=== The tasks ===
1/ In the excerpt on UTXO commitments, what will miners have to prove as part of the UTXO-commitment system?
2/ List every item named in the opening question of the UTXO commitments excerpt.

=== Excerpt to read ===
-----

Who doesn't want auditing, fraud prevention and fresh home-made all-American apple pie?

One catch is that unfortunately UTXO commitments are in themselves very dangerous in that they allow you to safely mine without actually validating the chain at all. What's worse is there is a strong incentive to build the code to do so because that capability can be turned into a way to do distributed mining, AKA P2Pool, where every participate has low bandwidth requirements even if the overall blockchain bandwidth requirement exceeds what the participants can keep up with. If miners start doing this, perhaps because mining has become a regulated activity and people want to mine behind Tor, it'll reduce the threshold for what is a 51% attack by whatever % of hashing power is doing mining without validation; we're going to have to require miners to prove they actually posses the UTXO set as part of the UTXO-commitment system. That said I'm pretty sure it's possible to allow those possession proofs to be done in a way where participants can maintain only part of the UTXO set, and thus part of the P2P relay bandwidth, allowing low-bandwidth true mining + larger blocksizes without decreasing the 51% attack threshold and helping solve the censorship problem and keeping thus Bitcoin decentralized. The devil is in the details, but at worst it can be done as a merge-mined alt-coin.

-----

=== Data segment ===
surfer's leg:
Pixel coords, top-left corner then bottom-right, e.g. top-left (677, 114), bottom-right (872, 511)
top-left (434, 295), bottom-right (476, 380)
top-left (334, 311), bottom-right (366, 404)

-----

=== Answers to the exercises ===
1/ That they actually possess the UTXO set.

2/
- auditing
- fraud prevention
- fresh home-made all-American apple pie